## TEKST
****************************************

De conclusie die daaruit volgt is dat de overheid de studententoestroom beperkt of universiteiten meer geld geeft voor onderwijspersoneel. Geen van beide opties is politiek haalbaar, dus aan de universiteiten de taak ondanks de massaliteit toch een efficiënte leerfabriek te zijn zonder kwaliteitsverlies. Het verbeteren van de 'studeerbaarheid' is deze missie gaan heten, en dat is iets waarmee de UT al bezig was voordat de term werd bedacht, aldus collegevoorzitter prof.ir. Ben Veltman. Vandaar de behoefte van de universiteit de minister eens een kijkje in de keuken te geven.

Maar eerst moest het Telematica Research Centrum (TRC) worden bezocht want het College van Bestuur mikt op een telematica-topinstituut in Twente. Inbreng van de universiteit zal het CTIT (Centrum voor Telematica en Informatie Technologie) zijn. Vandaar dat het laatste kwartiertje bij het TRC achter gesloten deuren plaatsvond? Dat is de vraag, want de minister vertelde tijdens de afsluitende borrel dat niet hij de benoeming van de topinstituten regelt, maar de deskundigen van de Nederlandse organisatie voor Wetenschappelijk Onderzoek (NWO).

****************************************

## GEGEVENS

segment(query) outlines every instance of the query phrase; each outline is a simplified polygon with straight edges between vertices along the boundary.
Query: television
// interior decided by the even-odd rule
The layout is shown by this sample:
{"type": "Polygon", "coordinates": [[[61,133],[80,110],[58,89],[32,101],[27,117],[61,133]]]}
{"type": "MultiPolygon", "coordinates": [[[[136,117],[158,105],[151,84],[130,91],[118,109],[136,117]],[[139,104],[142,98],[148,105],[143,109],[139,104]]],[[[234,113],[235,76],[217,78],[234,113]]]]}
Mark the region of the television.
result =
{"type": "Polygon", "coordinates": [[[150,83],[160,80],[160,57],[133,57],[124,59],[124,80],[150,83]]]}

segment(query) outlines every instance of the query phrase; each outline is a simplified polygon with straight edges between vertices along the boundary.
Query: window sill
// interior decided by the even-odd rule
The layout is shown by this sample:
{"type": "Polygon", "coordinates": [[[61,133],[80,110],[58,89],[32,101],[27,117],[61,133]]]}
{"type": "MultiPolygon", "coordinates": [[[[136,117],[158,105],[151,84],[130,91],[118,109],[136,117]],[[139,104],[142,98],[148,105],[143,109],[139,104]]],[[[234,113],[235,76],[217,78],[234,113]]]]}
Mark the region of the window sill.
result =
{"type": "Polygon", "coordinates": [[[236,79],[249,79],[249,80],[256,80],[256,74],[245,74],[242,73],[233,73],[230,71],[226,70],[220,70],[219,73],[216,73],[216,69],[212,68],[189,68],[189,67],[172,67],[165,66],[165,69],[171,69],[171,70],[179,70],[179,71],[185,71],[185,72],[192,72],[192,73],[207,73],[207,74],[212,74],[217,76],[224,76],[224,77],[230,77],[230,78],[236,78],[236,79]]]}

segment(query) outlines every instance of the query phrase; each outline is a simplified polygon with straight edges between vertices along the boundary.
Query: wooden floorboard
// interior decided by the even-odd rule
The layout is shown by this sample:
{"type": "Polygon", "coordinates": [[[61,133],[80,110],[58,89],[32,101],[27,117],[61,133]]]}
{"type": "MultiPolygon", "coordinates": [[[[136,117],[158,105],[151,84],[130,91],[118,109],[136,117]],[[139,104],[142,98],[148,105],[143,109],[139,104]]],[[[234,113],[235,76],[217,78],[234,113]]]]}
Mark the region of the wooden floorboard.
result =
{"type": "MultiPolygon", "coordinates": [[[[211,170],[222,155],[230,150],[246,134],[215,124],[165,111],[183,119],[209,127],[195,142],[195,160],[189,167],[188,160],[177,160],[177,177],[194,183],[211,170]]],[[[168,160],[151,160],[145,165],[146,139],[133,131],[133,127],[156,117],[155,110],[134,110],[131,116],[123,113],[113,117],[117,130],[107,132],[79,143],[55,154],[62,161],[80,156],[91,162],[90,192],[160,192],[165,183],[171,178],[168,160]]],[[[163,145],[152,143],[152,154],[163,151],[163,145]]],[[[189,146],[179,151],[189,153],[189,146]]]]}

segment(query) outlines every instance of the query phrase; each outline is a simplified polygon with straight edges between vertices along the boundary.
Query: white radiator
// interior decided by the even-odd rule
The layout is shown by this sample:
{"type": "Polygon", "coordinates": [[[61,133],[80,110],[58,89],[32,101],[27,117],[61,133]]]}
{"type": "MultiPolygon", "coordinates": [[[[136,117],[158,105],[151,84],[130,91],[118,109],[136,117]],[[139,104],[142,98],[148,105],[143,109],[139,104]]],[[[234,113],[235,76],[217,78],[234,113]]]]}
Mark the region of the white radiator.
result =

****************************************

## OPDRACHT
Beantwoord de volgende vragen met behulp van de tekst:
1. Wie is de collegevoorzitter?
2. Waar staat de afkorting CTIT voor?
3. Wie regelt volgens de minister de benoeming van de topinstituten?

## VOLLEDIG ANTWOORD
1. De collegevoorzitter is prof.ir. Ben Veltman.
2. CTIT staat voor Centrum voor Telematica en Informatie Technologie.
3. Volgens de minister regelen de deskundigen van de Nederlandse organisatie voor Wetenschappelijk Onderzoek (NWO) de benoeming van de topinstituten.